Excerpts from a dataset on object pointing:
━━━━━━━━━━
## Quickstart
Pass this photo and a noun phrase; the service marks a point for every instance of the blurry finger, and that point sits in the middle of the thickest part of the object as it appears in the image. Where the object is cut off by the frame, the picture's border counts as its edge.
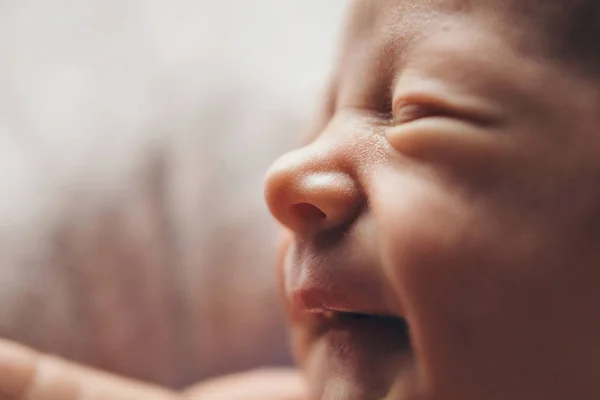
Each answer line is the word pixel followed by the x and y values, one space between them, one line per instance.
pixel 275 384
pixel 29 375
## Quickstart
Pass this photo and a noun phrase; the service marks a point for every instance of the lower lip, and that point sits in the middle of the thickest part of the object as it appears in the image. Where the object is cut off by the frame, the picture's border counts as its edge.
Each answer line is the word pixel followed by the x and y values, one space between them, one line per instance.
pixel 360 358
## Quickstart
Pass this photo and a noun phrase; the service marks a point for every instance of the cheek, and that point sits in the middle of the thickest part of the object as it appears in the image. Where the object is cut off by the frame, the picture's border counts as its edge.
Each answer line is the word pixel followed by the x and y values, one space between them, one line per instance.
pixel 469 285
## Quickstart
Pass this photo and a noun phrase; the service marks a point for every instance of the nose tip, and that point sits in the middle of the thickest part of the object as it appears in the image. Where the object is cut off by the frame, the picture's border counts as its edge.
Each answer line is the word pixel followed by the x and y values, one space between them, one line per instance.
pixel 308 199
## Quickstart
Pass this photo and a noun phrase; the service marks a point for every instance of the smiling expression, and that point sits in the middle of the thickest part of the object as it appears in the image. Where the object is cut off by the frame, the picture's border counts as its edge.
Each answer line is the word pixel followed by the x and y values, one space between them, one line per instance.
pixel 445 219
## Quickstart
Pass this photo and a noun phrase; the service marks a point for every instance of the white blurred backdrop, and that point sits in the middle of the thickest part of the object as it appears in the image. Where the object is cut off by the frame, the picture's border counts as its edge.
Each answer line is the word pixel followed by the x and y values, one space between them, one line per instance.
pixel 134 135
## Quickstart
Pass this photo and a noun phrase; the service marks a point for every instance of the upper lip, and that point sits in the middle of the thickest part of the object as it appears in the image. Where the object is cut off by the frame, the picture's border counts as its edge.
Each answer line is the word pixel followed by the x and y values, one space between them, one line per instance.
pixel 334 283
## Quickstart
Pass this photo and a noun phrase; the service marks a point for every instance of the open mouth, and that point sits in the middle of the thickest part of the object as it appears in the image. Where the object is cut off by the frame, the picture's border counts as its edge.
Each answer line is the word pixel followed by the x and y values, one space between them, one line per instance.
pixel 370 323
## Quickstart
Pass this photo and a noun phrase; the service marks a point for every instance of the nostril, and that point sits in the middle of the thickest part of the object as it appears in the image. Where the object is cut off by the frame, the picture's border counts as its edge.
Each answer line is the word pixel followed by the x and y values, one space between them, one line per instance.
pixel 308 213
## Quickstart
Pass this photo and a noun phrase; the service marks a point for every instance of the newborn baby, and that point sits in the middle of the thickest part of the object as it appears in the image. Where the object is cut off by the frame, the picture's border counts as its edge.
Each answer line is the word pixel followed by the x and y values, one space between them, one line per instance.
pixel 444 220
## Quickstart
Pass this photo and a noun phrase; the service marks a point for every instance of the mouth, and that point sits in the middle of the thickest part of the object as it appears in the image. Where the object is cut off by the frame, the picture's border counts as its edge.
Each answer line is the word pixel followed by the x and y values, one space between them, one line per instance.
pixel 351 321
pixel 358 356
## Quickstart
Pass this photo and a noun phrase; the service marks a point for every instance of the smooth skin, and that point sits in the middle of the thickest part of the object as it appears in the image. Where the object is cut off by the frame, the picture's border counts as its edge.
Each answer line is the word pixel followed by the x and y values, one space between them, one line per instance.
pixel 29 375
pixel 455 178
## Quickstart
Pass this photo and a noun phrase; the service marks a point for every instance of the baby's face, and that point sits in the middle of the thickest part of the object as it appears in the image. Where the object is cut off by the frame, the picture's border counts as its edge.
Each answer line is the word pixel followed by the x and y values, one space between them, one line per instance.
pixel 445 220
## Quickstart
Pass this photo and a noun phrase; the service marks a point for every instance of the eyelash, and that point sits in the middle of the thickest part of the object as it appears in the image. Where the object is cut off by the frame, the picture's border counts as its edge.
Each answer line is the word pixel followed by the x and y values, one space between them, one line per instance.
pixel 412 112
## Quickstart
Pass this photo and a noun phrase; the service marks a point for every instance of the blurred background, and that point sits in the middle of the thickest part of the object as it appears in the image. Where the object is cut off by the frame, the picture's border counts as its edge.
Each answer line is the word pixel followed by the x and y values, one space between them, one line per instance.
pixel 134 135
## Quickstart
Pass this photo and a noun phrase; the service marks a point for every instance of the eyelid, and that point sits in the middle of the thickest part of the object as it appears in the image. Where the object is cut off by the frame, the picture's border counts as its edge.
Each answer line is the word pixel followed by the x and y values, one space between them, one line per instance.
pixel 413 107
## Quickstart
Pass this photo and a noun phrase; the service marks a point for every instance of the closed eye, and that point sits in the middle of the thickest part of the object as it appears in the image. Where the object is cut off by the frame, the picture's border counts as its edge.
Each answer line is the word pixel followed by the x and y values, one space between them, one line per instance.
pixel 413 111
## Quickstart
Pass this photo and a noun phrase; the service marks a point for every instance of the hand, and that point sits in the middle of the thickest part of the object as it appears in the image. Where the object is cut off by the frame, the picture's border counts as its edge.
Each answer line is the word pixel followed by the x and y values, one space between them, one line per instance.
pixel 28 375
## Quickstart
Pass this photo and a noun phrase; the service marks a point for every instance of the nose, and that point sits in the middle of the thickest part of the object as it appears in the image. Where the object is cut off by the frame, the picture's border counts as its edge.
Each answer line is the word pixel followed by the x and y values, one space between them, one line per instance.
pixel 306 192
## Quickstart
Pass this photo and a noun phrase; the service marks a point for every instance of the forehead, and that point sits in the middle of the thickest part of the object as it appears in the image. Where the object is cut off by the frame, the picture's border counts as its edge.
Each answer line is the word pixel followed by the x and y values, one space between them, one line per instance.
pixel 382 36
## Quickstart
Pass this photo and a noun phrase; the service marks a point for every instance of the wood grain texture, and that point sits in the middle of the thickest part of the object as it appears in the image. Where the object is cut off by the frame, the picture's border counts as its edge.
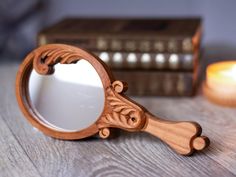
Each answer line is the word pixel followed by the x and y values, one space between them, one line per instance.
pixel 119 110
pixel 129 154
━━━━━━━━━━
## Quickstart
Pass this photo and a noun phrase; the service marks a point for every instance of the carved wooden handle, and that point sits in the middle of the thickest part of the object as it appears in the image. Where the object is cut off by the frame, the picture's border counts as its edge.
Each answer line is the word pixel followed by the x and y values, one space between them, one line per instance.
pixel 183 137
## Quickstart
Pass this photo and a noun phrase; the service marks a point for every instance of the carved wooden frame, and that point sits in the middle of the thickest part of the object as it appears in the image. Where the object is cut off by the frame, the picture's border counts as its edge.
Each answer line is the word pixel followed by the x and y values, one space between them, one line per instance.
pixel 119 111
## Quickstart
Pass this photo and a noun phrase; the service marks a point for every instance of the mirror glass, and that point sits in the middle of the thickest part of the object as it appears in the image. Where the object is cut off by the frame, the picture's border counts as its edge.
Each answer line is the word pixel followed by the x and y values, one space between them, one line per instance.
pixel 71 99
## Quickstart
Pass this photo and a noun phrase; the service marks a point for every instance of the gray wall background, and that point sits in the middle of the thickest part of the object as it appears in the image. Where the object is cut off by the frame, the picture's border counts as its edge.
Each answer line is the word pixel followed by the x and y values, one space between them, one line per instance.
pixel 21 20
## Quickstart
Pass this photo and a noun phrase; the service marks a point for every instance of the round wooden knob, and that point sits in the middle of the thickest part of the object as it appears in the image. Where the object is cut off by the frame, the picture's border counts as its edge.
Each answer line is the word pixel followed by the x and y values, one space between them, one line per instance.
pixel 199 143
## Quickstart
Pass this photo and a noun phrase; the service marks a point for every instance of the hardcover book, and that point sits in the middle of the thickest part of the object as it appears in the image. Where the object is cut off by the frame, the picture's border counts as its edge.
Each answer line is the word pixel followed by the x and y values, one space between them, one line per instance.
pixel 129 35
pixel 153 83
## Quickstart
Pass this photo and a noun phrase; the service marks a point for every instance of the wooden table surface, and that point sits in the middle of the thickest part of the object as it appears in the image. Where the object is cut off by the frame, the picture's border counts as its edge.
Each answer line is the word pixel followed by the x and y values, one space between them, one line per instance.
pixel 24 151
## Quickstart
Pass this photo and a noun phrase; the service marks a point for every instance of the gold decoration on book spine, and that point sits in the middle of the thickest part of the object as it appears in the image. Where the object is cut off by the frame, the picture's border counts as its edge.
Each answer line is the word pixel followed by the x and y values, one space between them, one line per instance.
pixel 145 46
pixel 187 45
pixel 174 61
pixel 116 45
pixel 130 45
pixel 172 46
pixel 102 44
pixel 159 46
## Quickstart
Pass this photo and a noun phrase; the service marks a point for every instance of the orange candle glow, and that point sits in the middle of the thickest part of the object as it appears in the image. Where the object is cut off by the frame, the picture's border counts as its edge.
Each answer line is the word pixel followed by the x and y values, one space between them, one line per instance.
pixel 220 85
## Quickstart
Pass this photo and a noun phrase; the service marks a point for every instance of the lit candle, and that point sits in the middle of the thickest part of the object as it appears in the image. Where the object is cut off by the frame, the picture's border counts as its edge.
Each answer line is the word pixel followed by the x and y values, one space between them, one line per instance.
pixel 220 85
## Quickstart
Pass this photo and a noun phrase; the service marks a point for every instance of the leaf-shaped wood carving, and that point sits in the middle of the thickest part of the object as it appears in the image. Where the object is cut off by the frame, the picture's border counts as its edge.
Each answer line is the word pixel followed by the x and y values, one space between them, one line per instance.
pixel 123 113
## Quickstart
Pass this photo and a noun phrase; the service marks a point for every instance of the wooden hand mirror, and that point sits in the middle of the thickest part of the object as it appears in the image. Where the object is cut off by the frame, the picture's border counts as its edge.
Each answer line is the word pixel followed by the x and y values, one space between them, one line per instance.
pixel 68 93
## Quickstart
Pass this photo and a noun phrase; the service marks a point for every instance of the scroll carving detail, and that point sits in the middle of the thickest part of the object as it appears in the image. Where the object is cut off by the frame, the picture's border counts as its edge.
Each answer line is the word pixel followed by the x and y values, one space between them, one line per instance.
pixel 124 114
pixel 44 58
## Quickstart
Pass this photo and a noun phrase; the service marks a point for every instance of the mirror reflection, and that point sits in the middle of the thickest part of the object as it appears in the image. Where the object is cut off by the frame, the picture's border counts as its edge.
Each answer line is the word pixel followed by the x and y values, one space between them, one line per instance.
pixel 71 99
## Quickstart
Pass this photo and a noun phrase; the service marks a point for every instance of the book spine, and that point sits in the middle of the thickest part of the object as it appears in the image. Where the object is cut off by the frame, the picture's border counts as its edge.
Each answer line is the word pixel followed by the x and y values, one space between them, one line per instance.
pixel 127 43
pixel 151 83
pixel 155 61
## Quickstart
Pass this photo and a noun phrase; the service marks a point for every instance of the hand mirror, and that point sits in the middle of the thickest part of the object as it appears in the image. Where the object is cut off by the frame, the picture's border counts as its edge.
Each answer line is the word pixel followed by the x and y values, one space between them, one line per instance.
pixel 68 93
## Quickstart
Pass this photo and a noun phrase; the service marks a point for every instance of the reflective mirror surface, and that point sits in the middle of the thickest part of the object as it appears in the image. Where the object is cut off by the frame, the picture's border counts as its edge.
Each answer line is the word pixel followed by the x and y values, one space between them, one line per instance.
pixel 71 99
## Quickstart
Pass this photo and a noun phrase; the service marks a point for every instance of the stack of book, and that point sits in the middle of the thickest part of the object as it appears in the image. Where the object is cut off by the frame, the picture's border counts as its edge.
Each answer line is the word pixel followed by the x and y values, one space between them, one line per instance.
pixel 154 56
━━━━━━━━━━
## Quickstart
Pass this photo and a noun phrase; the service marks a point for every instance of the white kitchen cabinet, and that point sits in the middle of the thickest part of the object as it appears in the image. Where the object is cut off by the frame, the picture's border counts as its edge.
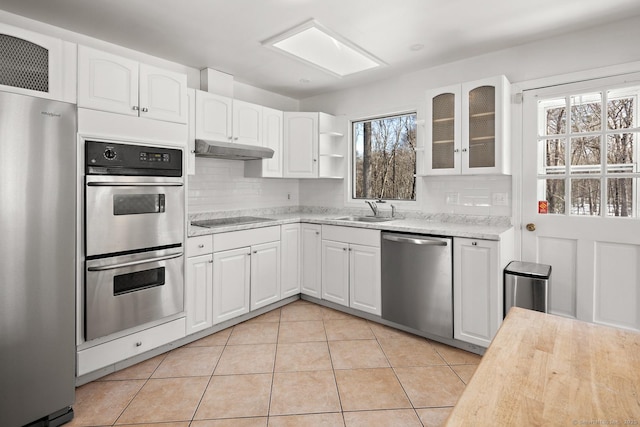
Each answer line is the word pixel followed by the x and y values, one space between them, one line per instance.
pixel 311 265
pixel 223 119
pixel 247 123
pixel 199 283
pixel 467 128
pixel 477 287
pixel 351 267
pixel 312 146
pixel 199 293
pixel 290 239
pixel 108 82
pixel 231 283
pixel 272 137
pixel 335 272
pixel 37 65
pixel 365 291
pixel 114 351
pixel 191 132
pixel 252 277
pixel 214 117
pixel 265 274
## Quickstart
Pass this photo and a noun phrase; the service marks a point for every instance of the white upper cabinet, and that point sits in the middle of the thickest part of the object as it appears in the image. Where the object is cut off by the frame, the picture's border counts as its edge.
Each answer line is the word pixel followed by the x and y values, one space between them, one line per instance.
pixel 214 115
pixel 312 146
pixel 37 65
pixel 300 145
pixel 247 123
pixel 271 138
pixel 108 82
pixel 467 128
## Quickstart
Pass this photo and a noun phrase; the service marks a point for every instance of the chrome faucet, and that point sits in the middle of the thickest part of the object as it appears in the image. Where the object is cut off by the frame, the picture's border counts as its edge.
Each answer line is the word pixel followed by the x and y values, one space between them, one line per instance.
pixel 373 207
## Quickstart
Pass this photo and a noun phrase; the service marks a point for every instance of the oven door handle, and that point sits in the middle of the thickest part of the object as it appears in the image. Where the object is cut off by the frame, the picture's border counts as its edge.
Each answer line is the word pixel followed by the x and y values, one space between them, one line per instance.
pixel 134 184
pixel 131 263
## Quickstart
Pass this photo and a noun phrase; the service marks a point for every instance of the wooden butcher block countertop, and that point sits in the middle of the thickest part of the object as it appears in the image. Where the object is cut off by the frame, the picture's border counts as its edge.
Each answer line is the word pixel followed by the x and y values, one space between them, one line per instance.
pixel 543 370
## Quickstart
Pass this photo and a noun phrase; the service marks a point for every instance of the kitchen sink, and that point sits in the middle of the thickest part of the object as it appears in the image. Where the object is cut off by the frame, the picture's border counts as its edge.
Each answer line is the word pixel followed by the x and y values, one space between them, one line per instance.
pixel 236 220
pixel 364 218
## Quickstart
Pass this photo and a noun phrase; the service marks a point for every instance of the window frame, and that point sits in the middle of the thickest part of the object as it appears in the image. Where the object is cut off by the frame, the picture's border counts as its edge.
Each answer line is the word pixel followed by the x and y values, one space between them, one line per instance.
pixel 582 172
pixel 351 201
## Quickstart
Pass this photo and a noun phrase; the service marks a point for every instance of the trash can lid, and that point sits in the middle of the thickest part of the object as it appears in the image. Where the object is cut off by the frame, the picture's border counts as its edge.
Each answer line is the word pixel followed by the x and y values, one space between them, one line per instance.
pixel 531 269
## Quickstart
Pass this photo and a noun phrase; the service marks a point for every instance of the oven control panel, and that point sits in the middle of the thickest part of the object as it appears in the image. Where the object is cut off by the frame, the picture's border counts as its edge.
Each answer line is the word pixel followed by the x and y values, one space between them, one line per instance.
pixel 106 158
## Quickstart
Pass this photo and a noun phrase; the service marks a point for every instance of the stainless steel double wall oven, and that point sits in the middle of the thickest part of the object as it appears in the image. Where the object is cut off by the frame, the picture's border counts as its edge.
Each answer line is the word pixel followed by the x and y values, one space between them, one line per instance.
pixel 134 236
━━━━━━━━━━
Given task -
Gather every line in the dataset excerpts above that contains the word "wall".

Exercise result -
Pass this photo and a noun phrase; the service marks a point for every instance of the gray wall background, and that point sits in the middle of the thickest part of the object as it appears in the image. Where the object is cut off by the frame, the picture's border counts as its edge.
Pass this photo and a noun phrase; the service marks a point for every instance of the stainless steel double wall oven, and that point sits in the middle of the thickest part of the object as it appears in the image. Where the object is cut off by the frame, the picture's border counts as its edge.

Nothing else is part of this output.